Go line by line through the entries below and copy those containing the string "signature".
Data records section start
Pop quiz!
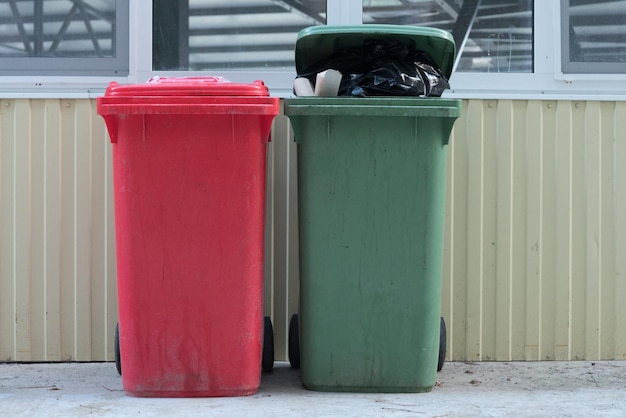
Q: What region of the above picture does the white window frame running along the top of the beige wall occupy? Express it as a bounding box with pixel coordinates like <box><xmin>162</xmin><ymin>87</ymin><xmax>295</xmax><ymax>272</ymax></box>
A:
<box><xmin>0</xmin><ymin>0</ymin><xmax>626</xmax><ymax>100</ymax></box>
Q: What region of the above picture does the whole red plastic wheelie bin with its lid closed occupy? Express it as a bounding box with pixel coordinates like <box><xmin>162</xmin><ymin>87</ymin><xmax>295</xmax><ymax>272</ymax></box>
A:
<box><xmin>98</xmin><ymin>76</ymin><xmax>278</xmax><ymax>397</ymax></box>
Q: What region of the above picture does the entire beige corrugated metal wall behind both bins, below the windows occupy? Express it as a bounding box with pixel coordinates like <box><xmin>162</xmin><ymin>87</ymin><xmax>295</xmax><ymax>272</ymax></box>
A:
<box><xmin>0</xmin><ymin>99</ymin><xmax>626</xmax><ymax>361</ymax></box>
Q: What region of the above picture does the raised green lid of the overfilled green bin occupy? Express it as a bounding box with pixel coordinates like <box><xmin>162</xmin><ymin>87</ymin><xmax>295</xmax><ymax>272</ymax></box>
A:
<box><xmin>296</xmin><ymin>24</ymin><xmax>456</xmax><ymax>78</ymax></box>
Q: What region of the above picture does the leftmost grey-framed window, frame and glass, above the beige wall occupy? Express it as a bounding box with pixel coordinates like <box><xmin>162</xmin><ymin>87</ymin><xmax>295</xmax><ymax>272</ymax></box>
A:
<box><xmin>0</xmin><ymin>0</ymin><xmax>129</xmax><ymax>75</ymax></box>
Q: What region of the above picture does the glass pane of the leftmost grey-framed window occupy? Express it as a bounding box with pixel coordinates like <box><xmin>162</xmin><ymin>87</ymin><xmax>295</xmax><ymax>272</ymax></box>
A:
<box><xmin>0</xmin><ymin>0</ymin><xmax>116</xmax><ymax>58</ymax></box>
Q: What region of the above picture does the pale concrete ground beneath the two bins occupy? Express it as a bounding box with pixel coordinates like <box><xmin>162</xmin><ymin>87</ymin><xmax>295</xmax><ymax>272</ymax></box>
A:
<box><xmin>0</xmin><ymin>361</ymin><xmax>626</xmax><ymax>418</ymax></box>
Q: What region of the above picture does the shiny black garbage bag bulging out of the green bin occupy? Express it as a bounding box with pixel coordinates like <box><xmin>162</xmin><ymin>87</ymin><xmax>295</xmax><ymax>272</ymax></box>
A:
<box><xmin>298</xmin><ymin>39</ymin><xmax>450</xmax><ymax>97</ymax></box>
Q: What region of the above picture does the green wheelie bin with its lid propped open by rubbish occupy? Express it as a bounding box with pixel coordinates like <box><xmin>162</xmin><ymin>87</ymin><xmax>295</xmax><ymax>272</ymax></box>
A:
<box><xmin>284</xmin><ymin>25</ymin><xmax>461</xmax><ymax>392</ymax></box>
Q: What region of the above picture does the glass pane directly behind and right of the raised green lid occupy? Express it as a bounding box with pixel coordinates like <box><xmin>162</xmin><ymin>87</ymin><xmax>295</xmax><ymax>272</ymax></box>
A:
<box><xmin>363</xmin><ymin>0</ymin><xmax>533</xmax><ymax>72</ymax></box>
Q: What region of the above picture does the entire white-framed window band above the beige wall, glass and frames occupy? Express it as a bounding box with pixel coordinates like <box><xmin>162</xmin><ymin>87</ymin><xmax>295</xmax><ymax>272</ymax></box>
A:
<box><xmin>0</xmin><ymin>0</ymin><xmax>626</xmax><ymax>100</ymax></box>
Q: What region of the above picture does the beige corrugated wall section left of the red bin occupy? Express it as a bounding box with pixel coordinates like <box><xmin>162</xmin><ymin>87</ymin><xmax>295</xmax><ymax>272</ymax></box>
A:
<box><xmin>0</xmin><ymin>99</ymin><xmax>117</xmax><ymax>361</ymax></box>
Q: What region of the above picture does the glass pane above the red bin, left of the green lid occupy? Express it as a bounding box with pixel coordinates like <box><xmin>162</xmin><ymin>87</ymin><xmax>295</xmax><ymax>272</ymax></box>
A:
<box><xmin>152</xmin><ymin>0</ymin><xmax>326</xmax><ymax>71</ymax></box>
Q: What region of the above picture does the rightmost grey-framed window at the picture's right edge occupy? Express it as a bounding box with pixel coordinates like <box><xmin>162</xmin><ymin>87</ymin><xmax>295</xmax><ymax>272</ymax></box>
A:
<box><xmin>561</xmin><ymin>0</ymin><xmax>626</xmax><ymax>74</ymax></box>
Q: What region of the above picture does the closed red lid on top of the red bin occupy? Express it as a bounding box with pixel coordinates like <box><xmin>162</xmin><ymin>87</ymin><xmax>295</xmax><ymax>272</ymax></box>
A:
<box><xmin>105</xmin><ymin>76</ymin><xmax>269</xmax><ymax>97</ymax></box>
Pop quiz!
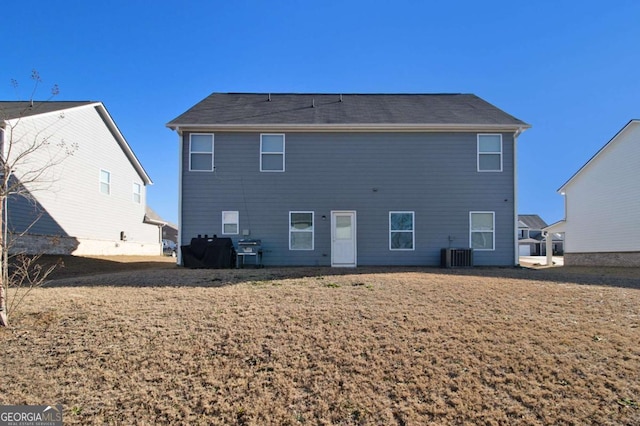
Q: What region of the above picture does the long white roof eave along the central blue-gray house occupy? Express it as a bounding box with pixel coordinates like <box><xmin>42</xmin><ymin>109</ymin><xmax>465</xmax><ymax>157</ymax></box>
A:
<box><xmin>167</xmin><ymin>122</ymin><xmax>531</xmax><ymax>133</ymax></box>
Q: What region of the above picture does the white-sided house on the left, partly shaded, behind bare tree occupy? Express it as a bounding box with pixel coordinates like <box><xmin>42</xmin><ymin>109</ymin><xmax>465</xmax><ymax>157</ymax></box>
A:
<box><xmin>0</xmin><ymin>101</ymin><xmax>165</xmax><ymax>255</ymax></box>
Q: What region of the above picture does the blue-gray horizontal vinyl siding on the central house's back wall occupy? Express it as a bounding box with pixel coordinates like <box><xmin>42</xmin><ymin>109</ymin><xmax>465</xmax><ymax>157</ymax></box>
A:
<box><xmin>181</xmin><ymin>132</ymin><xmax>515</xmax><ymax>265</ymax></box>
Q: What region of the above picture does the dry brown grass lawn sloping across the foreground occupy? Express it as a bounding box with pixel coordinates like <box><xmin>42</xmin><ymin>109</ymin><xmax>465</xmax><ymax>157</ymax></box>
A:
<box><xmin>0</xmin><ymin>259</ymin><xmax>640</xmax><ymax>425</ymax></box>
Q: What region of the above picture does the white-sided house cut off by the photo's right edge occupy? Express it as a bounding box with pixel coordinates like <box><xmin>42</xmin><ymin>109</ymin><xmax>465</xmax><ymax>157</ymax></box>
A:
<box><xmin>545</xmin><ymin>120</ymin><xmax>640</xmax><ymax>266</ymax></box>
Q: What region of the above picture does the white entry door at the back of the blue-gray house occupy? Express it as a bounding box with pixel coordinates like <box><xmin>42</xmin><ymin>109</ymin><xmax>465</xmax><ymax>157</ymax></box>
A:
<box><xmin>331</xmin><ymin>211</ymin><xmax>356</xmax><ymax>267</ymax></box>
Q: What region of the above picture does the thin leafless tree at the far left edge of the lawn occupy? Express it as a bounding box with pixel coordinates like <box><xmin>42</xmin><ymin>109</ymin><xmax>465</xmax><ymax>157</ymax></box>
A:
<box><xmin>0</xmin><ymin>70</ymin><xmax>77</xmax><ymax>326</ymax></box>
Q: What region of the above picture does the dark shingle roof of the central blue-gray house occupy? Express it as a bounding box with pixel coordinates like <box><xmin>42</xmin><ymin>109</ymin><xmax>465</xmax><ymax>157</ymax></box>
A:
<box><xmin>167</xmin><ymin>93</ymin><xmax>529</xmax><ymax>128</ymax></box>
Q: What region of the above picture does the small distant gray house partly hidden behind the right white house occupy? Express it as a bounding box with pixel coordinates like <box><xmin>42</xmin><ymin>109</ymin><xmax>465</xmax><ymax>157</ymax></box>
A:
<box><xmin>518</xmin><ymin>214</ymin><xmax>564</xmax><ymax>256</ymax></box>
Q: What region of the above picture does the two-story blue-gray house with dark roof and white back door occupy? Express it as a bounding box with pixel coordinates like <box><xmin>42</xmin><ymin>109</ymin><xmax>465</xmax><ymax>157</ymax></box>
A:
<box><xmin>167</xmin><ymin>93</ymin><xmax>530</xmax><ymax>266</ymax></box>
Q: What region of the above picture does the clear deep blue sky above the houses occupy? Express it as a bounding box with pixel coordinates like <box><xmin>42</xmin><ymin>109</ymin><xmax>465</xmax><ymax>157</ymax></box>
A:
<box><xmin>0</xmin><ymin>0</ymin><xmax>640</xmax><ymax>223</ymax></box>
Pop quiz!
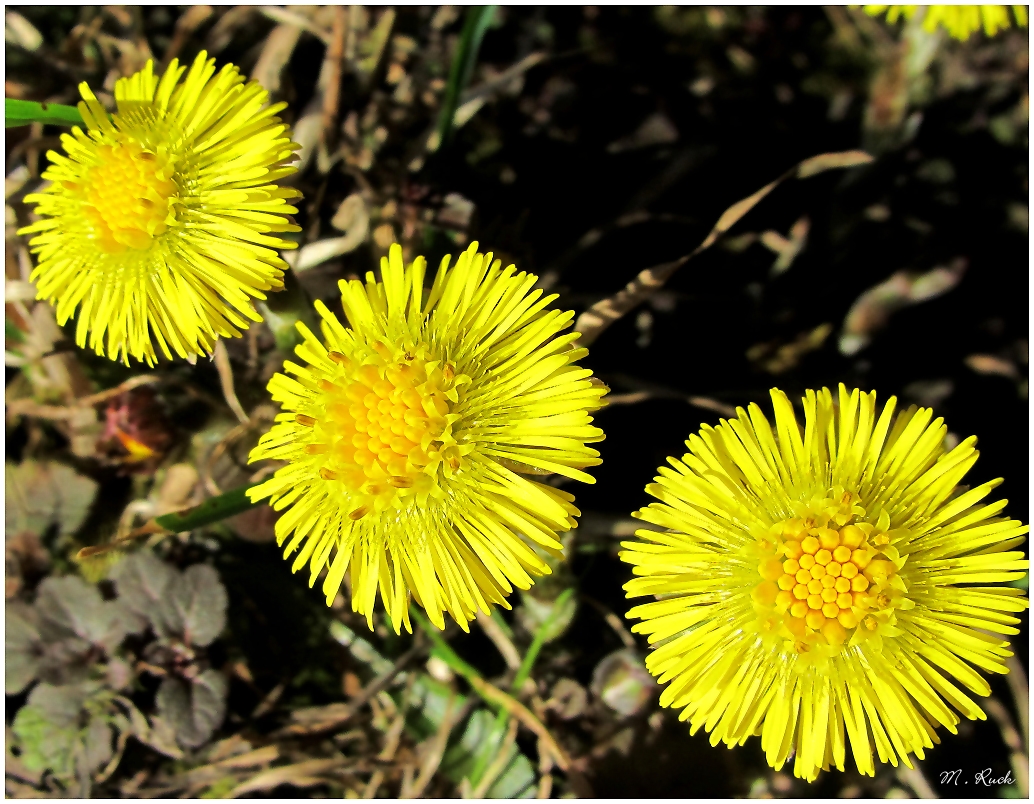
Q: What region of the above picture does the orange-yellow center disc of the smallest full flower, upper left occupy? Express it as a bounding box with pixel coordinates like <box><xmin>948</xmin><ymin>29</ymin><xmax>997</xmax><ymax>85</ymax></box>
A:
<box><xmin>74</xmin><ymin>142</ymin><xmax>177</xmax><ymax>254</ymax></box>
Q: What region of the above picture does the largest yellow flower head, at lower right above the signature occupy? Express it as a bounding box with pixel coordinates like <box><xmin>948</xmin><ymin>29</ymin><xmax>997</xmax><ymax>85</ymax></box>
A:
Data records section end
Data records section start
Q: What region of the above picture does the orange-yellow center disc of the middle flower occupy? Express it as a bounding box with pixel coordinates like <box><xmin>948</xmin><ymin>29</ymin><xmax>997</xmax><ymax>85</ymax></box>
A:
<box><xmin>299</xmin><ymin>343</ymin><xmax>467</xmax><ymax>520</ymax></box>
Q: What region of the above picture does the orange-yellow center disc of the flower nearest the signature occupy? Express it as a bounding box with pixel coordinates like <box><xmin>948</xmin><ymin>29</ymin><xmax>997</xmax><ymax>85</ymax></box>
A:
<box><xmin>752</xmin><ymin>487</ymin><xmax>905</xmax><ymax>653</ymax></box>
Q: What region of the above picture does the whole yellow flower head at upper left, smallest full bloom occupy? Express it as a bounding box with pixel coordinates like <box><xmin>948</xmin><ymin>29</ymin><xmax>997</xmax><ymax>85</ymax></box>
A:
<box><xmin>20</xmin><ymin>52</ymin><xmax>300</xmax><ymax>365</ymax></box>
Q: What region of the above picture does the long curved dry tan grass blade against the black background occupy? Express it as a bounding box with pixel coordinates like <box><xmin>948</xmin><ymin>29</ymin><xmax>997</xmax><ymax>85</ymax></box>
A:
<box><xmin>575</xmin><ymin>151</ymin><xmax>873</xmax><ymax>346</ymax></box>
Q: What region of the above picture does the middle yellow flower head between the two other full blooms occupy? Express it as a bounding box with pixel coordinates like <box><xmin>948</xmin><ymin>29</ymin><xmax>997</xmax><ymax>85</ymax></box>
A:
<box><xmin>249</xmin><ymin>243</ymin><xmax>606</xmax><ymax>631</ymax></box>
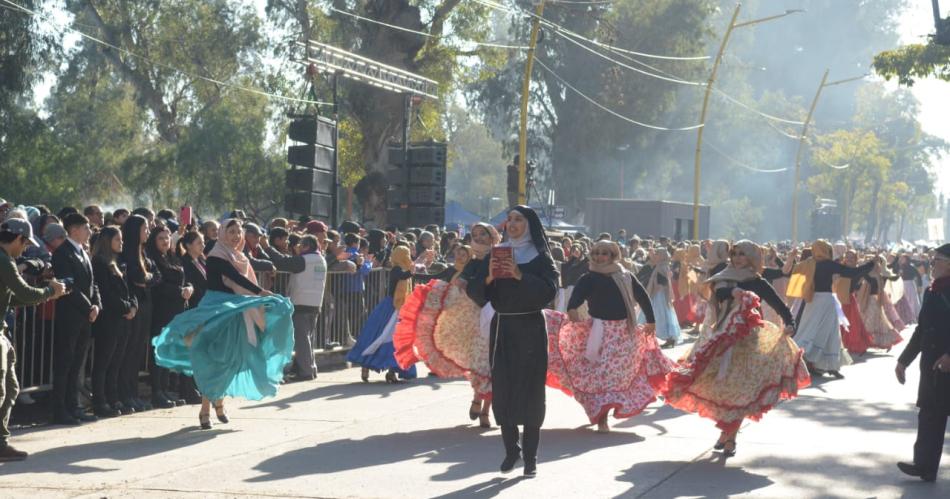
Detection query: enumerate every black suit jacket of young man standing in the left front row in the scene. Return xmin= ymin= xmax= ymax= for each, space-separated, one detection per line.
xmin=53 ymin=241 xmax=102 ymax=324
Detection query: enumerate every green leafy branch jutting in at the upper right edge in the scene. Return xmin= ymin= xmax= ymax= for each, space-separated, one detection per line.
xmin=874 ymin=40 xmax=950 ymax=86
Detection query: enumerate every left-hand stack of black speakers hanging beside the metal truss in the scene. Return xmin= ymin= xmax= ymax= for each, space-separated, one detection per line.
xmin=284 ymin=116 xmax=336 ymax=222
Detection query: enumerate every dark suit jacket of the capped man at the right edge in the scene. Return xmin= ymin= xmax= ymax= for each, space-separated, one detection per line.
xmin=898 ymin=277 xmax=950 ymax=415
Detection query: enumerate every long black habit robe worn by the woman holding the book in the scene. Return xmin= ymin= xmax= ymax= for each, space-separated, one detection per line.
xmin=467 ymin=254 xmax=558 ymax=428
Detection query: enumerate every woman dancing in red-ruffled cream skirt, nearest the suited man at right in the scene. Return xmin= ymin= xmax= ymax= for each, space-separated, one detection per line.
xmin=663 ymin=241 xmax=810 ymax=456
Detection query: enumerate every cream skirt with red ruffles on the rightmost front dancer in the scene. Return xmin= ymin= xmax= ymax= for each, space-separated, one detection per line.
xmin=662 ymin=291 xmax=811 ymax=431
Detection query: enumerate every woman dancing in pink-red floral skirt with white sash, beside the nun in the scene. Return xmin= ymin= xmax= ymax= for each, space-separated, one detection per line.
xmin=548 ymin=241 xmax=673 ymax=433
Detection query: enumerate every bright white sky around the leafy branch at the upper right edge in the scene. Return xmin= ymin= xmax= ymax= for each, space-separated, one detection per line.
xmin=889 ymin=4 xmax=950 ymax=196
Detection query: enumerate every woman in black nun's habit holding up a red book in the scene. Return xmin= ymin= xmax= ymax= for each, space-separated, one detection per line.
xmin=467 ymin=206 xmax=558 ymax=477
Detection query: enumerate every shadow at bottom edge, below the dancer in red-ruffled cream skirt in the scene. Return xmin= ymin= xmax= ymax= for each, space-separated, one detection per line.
Data records section end
Exercise result →
Q: What region of the above picture does the largest yellow flower head, at lower right above the signature occupy? Express it as a bounding box with pixel coordinates like <box><xmin>948</xmin><ymin>29</ymin><xmax>997</xmax><ymax>85</ymax></box>
Q: What region of the above picture does the orange-yellow center disc of the flower nearest the signature occupy? Express it as a bounding box with pixel coordinates like <box><xmin>948</xmin><ymin>29</ymin><xmax>997</xmax><ymax>85</ymax></box>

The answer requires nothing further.